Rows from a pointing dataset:
·····

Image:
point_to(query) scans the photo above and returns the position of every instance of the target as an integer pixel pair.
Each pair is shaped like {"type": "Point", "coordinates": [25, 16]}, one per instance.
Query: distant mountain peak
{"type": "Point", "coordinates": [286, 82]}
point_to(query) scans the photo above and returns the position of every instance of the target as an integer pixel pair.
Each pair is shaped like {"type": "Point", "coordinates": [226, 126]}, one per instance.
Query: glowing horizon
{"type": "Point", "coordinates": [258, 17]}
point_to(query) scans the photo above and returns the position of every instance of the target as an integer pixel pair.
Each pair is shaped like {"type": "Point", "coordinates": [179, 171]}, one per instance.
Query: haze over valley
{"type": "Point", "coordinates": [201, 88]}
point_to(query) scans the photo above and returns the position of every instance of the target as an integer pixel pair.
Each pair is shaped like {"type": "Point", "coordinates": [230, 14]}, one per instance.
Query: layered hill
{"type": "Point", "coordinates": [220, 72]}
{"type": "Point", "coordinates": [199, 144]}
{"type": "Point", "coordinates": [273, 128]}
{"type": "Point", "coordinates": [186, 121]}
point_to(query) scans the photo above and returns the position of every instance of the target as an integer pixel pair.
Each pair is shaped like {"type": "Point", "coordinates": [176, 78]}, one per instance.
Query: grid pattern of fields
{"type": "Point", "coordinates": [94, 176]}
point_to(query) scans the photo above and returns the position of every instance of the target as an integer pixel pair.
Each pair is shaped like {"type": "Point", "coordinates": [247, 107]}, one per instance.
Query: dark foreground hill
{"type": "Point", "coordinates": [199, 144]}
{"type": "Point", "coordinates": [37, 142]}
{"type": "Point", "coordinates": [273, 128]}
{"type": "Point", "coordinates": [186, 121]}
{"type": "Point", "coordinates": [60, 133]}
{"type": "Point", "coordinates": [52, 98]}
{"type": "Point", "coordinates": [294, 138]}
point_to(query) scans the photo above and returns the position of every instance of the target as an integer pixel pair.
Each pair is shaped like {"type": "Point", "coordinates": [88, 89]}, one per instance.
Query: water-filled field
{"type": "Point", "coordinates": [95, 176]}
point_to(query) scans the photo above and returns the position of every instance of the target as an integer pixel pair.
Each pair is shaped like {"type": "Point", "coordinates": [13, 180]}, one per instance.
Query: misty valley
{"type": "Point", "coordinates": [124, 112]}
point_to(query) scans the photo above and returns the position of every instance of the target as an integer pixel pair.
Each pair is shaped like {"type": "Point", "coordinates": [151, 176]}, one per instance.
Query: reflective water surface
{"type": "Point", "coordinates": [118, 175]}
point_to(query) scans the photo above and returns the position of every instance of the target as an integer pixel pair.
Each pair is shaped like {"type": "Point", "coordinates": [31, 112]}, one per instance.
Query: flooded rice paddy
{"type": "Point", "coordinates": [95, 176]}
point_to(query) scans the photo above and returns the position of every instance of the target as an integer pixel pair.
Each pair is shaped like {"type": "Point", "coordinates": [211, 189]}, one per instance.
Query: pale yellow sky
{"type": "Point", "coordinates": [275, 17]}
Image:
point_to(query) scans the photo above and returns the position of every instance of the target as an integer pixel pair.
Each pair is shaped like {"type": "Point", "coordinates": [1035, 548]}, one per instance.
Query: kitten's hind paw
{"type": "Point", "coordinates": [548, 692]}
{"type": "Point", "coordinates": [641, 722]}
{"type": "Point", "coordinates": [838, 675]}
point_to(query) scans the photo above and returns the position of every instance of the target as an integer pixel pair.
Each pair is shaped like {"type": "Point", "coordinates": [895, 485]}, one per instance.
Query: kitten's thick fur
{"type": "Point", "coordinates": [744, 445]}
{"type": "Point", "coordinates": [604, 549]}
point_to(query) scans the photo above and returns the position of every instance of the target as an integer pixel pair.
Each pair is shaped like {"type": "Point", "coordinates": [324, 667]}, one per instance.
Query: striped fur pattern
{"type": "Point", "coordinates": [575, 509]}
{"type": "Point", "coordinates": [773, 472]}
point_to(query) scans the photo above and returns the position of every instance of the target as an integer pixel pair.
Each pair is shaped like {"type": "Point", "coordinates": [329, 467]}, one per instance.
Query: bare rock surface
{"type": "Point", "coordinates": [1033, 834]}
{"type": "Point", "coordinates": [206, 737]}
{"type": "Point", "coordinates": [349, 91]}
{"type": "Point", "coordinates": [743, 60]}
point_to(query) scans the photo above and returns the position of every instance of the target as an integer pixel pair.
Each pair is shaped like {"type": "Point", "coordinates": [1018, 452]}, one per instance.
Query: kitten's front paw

·····

_Aim of the task_: Would you give the material above again, complete and exact?

_Output_:
Image:
point_to(query) scans the photo above and returns the position of every instance of the target as an integer pixel pair.
Each pair is shaped like {"type": "Point", "coordinates": [25, 16]}, one per instance.
Query: distant mountain peak
{"type": "Point", "coordinates": [286, 82]}
point_to(query) scans the photo above and returns the position of every instance of the target as an integer pixel pair.
Each pair is shaped like {"type": "Point", "coordinates": [226, 126]}, one per instance.
Query: glowing horizon
{"type": "Point", "coordinates": [258, 17]}
point_to(query) scans the photo above and returns the position of every instance of the target as an integer pixel pair.
Each pair is shaped like {"type": "Point", "coordinates": [179, 171]}, one per instance.
Query: haze over valley
{"type": "Point", "coordinates": [201, 88]}
point_to(query) scans the photo above and returns the position of every instance of the target as an integer pixel pair.
Each pair is shaped like {"type": "Point", "coordinates": [230, 14]}, one per instance.
Query: layered hill
{"type": "Point", "coordinates": [220, 72]}
{"type": "Point", "coordinates": [199, 144]}
{"type": "Point", "coordinates": [273, 128]}
{"type": "Point", "coordinates": [186, 121]}
point_to(query) scans the photo above and returns the position of every instance of the target as an integer pixel pair.
Each pair is shaped like {"type": "Point", "coordinates": [176, 78]}, one per instance.
Query: grid pattern of fields
{"type": "Point", "coordinates": [94, 176]}
point_to(query) scans the photo above and returns the position of every instance of the target as an integer pixel pair.
Each pair is shaped like {"type": "Point", "coordinates": [247, 107]}, one per instance.
Query: dark foreground hill
{"type": "Point", "coordinates": [199, 144]}
{"type": "Point", "coordinates": [37, 142]}
{"type": "Point", "coordinates": [273, 128]}
{"type": "Point", "coordinates": [186, 121]}
{"type": "Point", "coordinates": [60, 133]}
{"type": "Point", "coordinates": [52, 98]}
{"type": "Point", "coordinates": [294, 138]}
point_to(query) scans the photo above and returns the position of every instance of the target as an integer pixel pair.
Each pair is shaped like {"type": "Point", "coordinates": [88, 89]}, one per instance.
Query: water-filled field
{"type": "Point", "coordinates": [95, 176]}
point_to(query) scans the photo above and returns the position of every instance of the target as an integer pixel pair.
Each pair is shaped like {"type": "Point", "coordinates": [13, 180]}, one per instance.
Query: misty valley
{"type": "Point", "coordinates": [124, 112]}
point_to(query) scans the photo above and returns the position of every instance of the target as an integer pixel pair.
Each pair is shaped like {"type": "Point", "coordinates": [151, 176]}, one per instance.
Query: reflective water surface
{"type": "Point", "coordinates": [118, 175]}
point_to(query) scans the photo above and returns the position of every instance of the target as an integer pixel pair.
Each pair is shaped like {"type": "Point", "coordinates": [31, 112]}, one per instance.
Query: flooded rice paddy
{"type": "Point", "coordinates": [95, 176]}
point_to(query) scans the photo above and returns the position of every instance of the target as an integer pixel pair.
Each pair is shaped like {"type": "Point", "coordinates": [211, 189]}, one per instance.
Query: pale yellow sky
{"type": "Point", "coordinates": [275, 17]}
Image:
point_to(query) scans the photo above and returns the position of every instance of the target as an integer pixel pair.
Each pair is shaped like {"type": "Point", "coordinates": [1035, 548]}, one per instance.
Query: kitten's hind paw
{"type": "Point", "coordinates": [548, 692]}
{"type": "Point", "coordinates": [641, 722]}
{"type": "Point", "coordinates": [838, 675]}
point_to(query) scans the photo above and returns the position of every instance of the target as an integer pixel pair.
Each pair is shaped like {"type": "Point", "coordinates": [895, 485]}, one per instance.
Query: kitten's thick fur
{"type": "Point", "coordinates": [744, 445]}
{"type": "Point", "coordinates": [604, 549]}
point_to(query) scans the photo above and returns the position of every instance of the target as an integer pixel pair.
Each pair is shaped like {"type": "Point", "coordinates": [324, 667]}, one per instance.
Query: striped fur pattern
{"type": "Point", "coordinates": [575, 509]}
{"type": "Point", "coordinates": [773, 472]}
point_to(query) scans the photo above and returns the position of every instance of the target as an integer pixel pair.
Each pair is shaped like {"type": "Point", "coordinates": [329, 467]}, one per instance.
Query: bare rock surface
{"type": "Point", "coordinates": [1033, 834]}
{"type": "Point", "coordinates": [206, 737]}
{"type": "Point", "coordinates": [349, 91]}
{"type": "Point", "coordinates": [743, 60]}
point_to(query) scans the photo above and returns the position of every instance of the target as an integer pixel pair.
Each pair is shaped like {"type": "Point", "coordinates": [1018, 452]}, one per instance.
Query: kitten's front paw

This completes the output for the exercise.